(Dataset entries)
━━━━━━━━━━━━━━━━━━━━

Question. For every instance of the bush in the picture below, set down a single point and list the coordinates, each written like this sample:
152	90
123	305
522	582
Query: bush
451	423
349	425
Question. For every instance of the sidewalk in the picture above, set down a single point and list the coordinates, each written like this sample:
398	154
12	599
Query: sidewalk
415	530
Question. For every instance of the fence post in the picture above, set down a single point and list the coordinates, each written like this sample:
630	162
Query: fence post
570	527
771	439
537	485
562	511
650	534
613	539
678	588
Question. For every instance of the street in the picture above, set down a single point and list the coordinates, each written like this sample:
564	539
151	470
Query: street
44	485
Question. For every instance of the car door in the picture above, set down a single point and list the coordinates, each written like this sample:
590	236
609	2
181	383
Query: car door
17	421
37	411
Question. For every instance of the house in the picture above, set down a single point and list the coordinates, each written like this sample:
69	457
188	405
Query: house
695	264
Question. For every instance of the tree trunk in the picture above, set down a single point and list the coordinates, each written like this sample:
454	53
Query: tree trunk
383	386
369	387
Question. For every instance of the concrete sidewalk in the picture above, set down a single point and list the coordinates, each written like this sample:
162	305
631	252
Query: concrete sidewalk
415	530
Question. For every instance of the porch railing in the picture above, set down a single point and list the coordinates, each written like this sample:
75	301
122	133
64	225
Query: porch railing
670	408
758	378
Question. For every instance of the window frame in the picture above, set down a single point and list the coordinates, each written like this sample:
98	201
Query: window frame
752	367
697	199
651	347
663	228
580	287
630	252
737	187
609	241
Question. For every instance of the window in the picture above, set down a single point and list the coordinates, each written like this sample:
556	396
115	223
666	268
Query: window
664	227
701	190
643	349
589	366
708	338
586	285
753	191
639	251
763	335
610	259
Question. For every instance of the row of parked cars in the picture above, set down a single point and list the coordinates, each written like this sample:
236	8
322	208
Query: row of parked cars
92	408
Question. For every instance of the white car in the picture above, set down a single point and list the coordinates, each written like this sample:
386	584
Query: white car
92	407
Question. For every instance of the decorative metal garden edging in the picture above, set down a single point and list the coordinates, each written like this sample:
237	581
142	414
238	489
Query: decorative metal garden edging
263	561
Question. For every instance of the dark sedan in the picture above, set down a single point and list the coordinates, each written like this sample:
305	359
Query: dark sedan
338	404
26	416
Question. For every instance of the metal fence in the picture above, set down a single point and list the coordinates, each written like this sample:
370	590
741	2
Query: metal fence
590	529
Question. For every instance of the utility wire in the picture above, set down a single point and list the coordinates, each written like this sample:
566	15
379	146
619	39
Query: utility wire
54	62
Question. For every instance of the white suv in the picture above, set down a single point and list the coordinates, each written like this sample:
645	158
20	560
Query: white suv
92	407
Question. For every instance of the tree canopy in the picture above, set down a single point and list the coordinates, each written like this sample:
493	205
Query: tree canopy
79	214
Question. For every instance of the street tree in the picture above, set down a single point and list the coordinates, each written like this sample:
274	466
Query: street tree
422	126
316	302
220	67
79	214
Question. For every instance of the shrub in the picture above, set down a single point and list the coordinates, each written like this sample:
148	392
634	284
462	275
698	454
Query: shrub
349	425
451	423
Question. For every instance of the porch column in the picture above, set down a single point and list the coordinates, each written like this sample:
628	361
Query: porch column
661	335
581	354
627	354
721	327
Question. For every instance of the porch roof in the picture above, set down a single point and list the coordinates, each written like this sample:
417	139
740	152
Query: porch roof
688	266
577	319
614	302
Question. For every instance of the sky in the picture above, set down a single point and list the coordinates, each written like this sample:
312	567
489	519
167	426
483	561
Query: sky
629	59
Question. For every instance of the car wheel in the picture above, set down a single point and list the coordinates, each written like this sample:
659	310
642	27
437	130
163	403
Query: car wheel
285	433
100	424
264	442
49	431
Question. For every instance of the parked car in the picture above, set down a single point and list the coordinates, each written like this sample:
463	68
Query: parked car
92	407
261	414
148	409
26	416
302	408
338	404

━━━━━━━━━━━━━━━━━━━━

» **STATED TASK**
Copy every line of the entries above word for word, with no changes to wording, numbers, or order.

» **EXERCISE RESPONSE**
Question. For every instance of the bush in the picture below, set down a single point and list the coordinates, each written like this sample:
152	90
123	305
522	582
Query: bush
451	423
349	425
Question. For every instance of the sidewalk in the picture above, set down a single point and list the coordinates, each written like this sample:
398	154
12	599
Query: sidewalk
415	530
Question. For every instance of the fence post in the picture above, set down a single point and list the coordinates, each written like this sample:
630	162
Query: fence post
570	527
771	439
537	485
562	511
650	534
613	539
678	588
Question. For every instance of the street in the picture above, set down a single point and list the coordinates, each written like this sample:
564	539
151	470
Query: street
44	485
Question. For every instance of the car door in the picture above, set down a single point and list the coordinates, each written like this sample:
590	236
609	2
181	383
Query: car door
17	421
37	411
Question. For every instance of the house in the picture above, set down a single point and list the coordinates, each written like this sample:
69	457
188	405
Query: house
695	264
Question. For every instance of the tree trunk in the picture above, set down a single point and list the coordinates, each written like this sample:
454	53
Query: tree trunk
383	386
369	387
Question. For every instance of the concrete sidewalk in the picture above, set down a single point and list the coordinates, each written like this sample:
162	305
631	252
Query: concrete sidewalk
415	530
Question. For every instance of the porch railing in the picture above, set down a single point and list the coordinates, each written like this sample:
75	301
122	133
64	225
Query: porch railing
670	408
758	378
Question. For every instance of the window frame in the picture above, set down a single point and list the coordinates, each written like this sample:
98	201
Query: window frame
752	367
697	199
651	347
663	228
580	287
630	252
737	187
609	241
Question. For every instance of the window in the picture above, set down a single point and list the coordinates, each written like this sample:
556	396
115	223
666	268
Query: window
664	227
701	190
643	349
589	366
708	338
586	285
753	191
639	251
763	335
610	259
Question. For every instance of the row of parked cars in the picture above, set down a single point and list the coordinates, each written like this sample:
236	8
322	208
Query: row of parked cars
92	408
Question. For every instance of the white car in the picture above, set down a single point and list the coordinates, each written like this sample:
386	584
Query: white car
92	407
Question. For every instance of the decorative metal garden edging in the picture above, set down a single point and list the coordinates, each written like this sample:
237	581
142	414
238	489
Query: decorative metal garden edging
263	561
Question. For every instance of the dark sedan in the picture above, set down a single point and list the coordinates, each written like this sample:
305	359
Query: dark sedan
338	404
26	416
Question. For every instance of the metal fence in the picture above, set down a single point and list the coordinates, each written like this sample:
370	590
741	2
Query: metal fence
590	529
Question. For every instance of the utility wire in the picture above, set down a single point and list the coordinates, each written like this sample:
566	15
379	146
619	39
Query: utility wire
54	62
Question. For every instance of the white suv in the picture above, set down a single point and list the coordinates, each written like this sample:
645	158
20	560
Query: white suv
92	407
Question. For every instance of the tree canopy in the picture above, set down a single point and list the coordinates, each written like this sample:
493	205
Query: tree canopy
79	214
Question. For every instance of the street tree in the picture above, set down a single point and list the coordinates, each written like this sample:
274	466
Query: street tree
422	126
316	302
220	67
79	214
Question. For every instance of the shrub in the picture above, set down a single point and list the coordinates, each written like this sample:
148	392
634	284
462	275
698	454
Query: shrub
349	425
451	423
Question. For every instance of the porch column in the picture above, set down a single point and list the coordinates, each written like this sample:
628	361
Query: porch column
661	335
581	354
627	354
721	327
Question. For every instance of the porch roof in the picture above, set down a single point and list the coordinates, each written like this sample:
417	139
740	152
Query: porch roof
688	266
577	319
614	302
Question. For every instance of the sky in the picture above, set down a single point and list the coordinates, each written like this sample:
312	567
489	519
167	426
483	561
Query: sky
629	59
Question. For every instance of the car wheel in the picture above, set down a single point and list the coordinates, each written like this sample:
659	310
642	27
437	130
163	403
Query: car wheel
285	433
100	424
264	442
49	431
Question. For every instance of the parked car in the picture above, set down a single point and list the coordinates, each written like this sample:
463	68
Query: parked car
92	407
261	414
148	409
26	416
302	408
338	404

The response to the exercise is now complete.